→ **Text**:
CSCE 633 - Spring 2016
Project 1 - Decision Tree
*revised* due date: THURS, Feb 25 (by start of class, 3:55pm)

Implement a decision tree algorithm (in any programming language of your
choice), and test it on at least 5 datasets from the UCI Machine Learning
Repository.

Implement the basic ID3 algorithm as described in the Mitchell textbook.
Here are some technical details you will have to address.

1. Input files: most of them use comma-separated format, so write a
pre-processor assuming that.  You will want to RANDOMIZE the order of
examples when you read them in.  You might want to include a way to
indicate attribute names, which attribute is the target, which
attributes are continuous, and/or what symbols indicates missing
values.  This can be accomplished in a variety of ways.  You could
provide this information via command-line arguments and flags.  Or you
could write-up a "control file" that is unique for each database
(i.e. lists of attribute names, types, values, etc).  One of the
things you might find convenient to do when you read in the data is to
pre-process it by determining the set of discrete values for each
attribute and their overall frequency distribution, or the mean and
range for continuous attributes, etc.

2. For ID3, you should use Information Gain as a splitting critrion,
though you might also want to experiment with other criteria
(e.g. Gini Index, Gain Ratio, etc.).  Feel free to test them out and
report which performs better.

3. You must implement at least one pruning method, though the choice
of which method is up to you.  However, I recommend trying two
different pruning methods (if you have the time) and comparing them,
since some pruning methods can improve the accuracy of your
algorithm more than others.

→ **Exercise task A**:
Please state how many lines of the records contain the word "door", giving only the number.
The text and the records are unrelated material.

Source data
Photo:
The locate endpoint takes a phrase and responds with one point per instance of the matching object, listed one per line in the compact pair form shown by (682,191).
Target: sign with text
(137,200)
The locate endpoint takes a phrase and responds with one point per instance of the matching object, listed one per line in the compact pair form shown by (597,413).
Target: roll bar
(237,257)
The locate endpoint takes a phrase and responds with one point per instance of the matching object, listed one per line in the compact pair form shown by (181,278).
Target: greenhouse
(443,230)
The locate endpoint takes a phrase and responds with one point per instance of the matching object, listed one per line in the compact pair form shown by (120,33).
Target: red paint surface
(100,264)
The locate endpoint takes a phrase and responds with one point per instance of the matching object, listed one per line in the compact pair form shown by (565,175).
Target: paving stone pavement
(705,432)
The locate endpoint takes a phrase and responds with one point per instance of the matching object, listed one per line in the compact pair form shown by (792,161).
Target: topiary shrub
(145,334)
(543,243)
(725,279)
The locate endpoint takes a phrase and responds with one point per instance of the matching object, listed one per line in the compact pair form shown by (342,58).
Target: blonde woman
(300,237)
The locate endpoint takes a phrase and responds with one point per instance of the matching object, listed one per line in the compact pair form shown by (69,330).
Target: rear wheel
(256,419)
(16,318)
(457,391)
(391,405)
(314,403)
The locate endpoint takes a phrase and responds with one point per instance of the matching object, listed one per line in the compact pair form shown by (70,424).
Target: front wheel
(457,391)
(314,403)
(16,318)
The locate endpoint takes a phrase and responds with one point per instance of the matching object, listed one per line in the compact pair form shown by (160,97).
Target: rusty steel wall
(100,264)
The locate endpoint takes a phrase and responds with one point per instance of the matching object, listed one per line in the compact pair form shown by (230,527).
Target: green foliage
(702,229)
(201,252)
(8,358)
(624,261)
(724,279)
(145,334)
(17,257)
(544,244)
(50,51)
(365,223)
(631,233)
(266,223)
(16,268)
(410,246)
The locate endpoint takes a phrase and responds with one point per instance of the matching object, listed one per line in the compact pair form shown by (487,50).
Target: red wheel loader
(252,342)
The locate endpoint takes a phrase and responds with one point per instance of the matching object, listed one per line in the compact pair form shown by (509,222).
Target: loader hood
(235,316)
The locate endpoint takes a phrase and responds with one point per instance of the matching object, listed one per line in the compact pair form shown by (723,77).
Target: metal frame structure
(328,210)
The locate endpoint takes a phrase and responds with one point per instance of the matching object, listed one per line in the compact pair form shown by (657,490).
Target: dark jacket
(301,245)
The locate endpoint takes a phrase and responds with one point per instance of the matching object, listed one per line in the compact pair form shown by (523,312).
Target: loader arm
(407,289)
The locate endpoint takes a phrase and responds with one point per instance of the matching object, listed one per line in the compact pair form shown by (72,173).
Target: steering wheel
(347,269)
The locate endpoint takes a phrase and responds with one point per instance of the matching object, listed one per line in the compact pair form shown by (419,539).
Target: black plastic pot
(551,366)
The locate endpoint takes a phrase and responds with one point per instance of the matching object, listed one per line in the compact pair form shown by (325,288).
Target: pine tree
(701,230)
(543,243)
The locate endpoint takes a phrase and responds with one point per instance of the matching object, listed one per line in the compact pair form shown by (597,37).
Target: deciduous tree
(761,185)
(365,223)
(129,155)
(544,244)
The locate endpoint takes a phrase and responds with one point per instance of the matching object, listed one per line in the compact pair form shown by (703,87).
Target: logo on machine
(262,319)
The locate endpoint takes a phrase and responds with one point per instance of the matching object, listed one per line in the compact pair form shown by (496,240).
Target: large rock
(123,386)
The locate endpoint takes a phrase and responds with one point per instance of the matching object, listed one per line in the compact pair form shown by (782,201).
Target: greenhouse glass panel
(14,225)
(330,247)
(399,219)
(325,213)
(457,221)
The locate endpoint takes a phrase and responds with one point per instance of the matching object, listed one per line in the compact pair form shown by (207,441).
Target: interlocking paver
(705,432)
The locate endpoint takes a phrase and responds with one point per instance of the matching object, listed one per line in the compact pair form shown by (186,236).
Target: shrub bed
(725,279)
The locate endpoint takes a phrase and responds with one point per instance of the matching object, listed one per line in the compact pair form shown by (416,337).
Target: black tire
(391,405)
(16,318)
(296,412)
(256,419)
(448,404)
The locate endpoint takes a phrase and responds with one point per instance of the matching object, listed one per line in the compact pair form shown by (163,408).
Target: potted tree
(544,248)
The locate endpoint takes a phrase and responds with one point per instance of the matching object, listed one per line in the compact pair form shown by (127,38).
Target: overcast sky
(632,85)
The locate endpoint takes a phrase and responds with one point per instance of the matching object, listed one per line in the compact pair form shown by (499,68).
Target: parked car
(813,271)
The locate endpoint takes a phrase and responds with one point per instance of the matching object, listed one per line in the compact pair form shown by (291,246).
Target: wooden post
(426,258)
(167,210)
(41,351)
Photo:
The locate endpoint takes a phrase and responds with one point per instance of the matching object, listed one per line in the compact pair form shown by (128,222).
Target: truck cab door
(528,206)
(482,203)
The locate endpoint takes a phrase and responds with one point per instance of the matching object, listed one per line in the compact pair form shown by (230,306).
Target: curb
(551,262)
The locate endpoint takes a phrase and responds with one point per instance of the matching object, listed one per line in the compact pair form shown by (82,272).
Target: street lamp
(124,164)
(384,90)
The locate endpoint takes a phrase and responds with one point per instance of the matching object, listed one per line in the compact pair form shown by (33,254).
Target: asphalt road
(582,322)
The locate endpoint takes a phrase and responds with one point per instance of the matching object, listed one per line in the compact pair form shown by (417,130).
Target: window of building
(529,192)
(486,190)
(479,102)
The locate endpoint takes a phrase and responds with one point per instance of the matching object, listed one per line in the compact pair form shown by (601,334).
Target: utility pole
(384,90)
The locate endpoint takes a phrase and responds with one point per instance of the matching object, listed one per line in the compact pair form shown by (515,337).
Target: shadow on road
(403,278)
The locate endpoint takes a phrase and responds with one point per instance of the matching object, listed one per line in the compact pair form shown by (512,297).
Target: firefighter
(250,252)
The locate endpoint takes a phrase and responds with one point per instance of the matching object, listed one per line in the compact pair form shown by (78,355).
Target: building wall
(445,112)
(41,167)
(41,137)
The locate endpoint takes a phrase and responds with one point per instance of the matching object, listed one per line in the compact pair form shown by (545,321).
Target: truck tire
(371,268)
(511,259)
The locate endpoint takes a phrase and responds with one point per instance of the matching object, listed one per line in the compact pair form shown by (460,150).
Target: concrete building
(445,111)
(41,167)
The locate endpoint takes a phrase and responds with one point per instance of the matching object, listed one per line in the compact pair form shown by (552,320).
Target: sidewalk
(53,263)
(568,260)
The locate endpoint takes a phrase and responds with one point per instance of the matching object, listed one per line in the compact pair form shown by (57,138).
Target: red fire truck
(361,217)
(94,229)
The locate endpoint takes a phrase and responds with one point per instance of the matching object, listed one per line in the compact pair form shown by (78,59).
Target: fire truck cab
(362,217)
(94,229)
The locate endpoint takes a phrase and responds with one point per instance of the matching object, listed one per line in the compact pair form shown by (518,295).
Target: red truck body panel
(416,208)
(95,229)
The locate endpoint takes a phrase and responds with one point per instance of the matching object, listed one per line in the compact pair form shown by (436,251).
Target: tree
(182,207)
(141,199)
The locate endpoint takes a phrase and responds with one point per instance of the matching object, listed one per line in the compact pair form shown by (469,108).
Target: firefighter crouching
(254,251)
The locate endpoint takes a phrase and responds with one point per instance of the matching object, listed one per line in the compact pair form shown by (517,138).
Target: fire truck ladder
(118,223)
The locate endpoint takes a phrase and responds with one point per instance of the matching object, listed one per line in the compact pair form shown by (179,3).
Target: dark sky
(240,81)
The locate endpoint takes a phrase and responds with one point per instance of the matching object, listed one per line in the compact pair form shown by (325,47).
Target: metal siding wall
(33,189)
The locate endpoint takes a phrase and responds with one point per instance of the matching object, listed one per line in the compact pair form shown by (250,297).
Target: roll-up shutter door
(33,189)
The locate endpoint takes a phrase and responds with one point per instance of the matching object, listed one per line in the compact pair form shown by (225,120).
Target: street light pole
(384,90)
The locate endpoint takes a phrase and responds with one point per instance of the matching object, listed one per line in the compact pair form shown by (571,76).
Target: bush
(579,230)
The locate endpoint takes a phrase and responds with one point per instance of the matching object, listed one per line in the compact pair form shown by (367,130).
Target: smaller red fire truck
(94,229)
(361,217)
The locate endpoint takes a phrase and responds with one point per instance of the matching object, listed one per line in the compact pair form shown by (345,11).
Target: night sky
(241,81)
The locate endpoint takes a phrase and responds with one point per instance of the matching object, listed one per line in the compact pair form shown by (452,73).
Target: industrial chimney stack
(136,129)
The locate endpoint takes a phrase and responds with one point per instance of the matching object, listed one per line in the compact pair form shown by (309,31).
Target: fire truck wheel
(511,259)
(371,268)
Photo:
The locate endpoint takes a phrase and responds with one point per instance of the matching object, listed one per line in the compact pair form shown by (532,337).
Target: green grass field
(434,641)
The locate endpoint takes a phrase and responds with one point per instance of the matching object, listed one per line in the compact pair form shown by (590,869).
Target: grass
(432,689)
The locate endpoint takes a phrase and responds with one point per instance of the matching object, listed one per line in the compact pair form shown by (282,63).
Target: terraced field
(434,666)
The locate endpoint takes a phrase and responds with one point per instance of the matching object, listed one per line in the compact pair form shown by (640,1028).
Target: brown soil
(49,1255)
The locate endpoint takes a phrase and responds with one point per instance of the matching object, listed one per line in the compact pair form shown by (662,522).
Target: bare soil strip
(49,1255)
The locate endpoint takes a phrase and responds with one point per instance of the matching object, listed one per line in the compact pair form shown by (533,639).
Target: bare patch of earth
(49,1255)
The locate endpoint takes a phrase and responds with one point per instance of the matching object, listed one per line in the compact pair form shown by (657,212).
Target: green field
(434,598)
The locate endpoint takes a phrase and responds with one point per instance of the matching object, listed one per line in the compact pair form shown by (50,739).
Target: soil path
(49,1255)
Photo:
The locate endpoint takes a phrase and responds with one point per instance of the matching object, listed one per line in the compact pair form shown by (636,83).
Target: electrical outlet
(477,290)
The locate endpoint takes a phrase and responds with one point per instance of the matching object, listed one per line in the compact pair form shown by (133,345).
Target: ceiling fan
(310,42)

→ **Exercise task B**:
Why does the decision tree assignment recommend trying two different pruning methods and comparing them? Answer in one to three sentences.

→ **Exercise response A**:
2

→ **Exercise response B**:
Some pruning methods can improve the algorithm's accuracy more than others. Comparing two methods shows which one does better. The assignment requires only one pruning method and recommends a second only if there is time.